The United States still seems, in my mind, to be far away from complete civic breakdown. In Europe however, civil war seems not just possible but likely. As the situation in Europe, and possibly in the United States, comes to a head, violence will become increasingly omnipresent. Each of us, both as individuals and as members of this nascent movement, will need to make conscious decisions regarding how to respond. One choice, the aforementioned one, is to only seek state-based solutions, and to write and organize politically to achieve our aims through conventional means. A second choice would be to oppose our governments, but to embrace pacifism and similarly eschew all violence. Any other choice would leave some form of violent action on the table.

If violence does occur then it must be judged upon two axes. Axis one involves questions of right and wrong and what is morally correct. For instance, the majority of us will agree that killing women and children is wrong. The second axis is what is effective. While some violent actions can be wise strategically when looked at through Col. Boyd’s three modern levels of war, other forms of violence will irreparably harm us, as Patrick Le Brun eloquently illustrated in his article.

(INFORMATION SUPPLIED):
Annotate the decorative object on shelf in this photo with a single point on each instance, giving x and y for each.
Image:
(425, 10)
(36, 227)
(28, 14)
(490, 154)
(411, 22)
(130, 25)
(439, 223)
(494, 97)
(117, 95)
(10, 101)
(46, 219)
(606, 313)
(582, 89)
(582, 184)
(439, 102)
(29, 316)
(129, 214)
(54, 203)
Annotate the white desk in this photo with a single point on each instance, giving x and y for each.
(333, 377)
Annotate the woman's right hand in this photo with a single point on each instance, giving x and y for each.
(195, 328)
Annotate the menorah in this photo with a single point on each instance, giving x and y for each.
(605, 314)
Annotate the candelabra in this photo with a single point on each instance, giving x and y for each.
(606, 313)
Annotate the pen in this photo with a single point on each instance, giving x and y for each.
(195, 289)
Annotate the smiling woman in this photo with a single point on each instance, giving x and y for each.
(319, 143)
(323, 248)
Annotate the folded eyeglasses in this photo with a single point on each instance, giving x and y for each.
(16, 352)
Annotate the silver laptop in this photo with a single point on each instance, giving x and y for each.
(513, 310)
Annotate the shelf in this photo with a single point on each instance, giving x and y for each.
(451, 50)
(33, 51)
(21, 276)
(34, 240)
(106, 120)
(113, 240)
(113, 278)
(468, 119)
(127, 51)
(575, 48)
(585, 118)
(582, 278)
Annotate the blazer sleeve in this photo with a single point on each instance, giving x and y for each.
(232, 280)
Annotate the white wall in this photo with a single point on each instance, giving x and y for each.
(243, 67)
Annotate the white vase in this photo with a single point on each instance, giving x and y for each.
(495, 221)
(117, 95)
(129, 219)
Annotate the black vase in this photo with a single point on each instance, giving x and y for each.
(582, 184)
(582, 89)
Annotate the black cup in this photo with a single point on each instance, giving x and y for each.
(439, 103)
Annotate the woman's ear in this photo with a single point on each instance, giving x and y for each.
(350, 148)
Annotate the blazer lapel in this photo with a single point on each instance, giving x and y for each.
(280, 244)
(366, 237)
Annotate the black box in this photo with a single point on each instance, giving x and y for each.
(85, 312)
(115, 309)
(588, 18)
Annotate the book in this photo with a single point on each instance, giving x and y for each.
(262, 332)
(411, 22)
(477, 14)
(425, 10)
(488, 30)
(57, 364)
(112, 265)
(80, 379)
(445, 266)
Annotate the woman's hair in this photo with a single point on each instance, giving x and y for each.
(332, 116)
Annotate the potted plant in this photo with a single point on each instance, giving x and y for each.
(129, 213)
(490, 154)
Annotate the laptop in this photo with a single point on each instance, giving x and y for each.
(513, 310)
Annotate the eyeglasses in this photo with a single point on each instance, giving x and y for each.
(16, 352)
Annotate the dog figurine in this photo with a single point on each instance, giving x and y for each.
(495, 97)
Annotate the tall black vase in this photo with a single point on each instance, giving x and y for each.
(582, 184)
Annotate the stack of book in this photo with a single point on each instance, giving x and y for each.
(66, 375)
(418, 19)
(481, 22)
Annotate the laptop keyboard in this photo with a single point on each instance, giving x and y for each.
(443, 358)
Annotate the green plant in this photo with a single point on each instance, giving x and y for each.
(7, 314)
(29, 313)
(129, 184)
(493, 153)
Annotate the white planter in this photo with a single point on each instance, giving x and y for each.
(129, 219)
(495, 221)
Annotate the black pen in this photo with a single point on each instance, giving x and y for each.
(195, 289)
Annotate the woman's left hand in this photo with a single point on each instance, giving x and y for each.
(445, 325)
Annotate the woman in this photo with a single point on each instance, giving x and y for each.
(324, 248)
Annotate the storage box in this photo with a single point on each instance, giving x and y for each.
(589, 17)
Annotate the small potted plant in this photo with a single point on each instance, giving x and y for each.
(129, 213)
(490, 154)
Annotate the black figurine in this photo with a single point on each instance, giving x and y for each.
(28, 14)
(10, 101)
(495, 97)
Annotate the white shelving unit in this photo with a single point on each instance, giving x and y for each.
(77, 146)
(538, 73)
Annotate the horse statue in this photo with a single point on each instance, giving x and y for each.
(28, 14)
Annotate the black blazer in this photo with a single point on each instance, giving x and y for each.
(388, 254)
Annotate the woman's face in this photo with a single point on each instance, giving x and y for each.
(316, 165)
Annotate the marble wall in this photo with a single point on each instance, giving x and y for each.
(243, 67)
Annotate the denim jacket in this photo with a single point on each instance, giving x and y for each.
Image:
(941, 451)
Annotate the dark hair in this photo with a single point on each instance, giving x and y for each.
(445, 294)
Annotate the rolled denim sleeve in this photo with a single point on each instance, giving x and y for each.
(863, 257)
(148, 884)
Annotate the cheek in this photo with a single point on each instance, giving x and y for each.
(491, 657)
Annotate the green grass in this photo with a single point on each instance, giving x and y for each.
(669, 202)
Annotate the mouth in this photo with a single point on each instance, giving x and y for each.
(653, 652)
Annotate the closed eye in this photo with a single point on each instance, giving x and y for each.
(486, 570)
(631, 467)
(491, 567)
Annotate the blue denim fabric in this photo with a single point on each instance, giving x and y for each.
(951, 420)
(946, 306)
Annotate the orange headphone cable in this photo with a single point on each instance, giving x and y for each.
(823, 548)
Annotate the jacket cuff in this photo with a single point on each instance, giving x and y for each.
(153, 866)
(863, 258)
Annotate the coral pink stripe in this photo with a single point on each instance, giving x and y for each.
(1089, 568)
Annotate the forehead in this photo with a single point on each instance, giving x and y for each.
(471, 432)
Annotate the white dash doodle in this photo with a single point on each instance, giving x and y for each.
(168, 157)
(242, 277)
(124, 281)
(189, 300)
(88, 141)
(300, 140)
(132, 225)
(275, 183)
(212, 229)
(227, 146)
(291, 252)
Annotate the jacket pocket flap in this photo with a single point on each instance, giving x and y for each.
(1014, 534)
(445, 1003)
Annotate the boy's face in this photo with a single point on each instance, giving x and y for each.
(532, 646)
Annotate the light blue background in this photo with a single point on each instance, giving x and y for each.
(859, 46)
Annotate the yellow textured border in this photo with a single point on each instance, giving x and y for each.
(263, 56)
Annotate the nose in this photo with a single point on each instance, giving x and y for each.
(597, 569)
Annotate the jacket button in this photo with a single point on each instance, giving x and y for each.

(WRITTEN TASKS):
[A] Copy the listing lines starting with the line containing "Annotate the boy's" and going on through the final line of the listing.
[B] Resume the essay on civil breakdown and violence from the point where it stops.
The essay on civil breakdown and the listing are independent of each other.

(ANSWERS):
[A]
Annotate the boy's face in this photo with a single point on each instance, giving x and y for each.
(532, 646)
Annotate the light blue background in this photo with a single point on each instance, giving x and y for each.
(859, 46)
Annotate the yellow textured border in this photo with a single point on each instance, giving x and y for each.
(263, 56)
Annotate the nose in this photo with a single point on each instance, giving x and y for each.
(597, 569)
Annotate the jacket button in this photo with a single point on each instance, giving x and y for each.

[B]
For the sake of argument, I think it valuable to posit hypothetical examples of violence that are as close as possible to ones which might be considered both morally acceptable (or at least neutral), as well as effective when viewed through the lens of the moral, mental, and physical levels of war.  Most importantly, these hypothetical examples would not by my definition be “depraved,” à la Roof and Breivik.

  • Now that thousands of 11 to 16-year-old white girls have been targeted, gang-raped, and in many cases tortured by Muslims in Britain, if a group of English men set up “grooming patrols” in the UK and violently confronted any Middle-Eastern man caught talking to young white underage girls, I would not consider that depravity. The official aim of such groups would be to “Protect underage British girls from mass gang-rape, because our government refuses to do so,” or something similar, which points directly to the failure and refusal of the UK government to stop these crimes.
  • If young white men traveled to Kurdistan to help fight against ISIS (as some already have), I would not consider that depravity. Such an action might make little difference strategically, but would situate these fighters on the same side as the rest of white Westerners who abhor ISIS, and provide a powerful template to millions of young white men in Europe and North America.
  • If Dylann Roof had actually gone into the ghetto, waited to be violently accosted by a group of black men, and then shot them in self-defense, I would not have considered that depravity. Roof would have appeared on the “David” side of the equation, instead of squarely situating himself as a cowardly “Goliath,” shooting innocent black Church attendees.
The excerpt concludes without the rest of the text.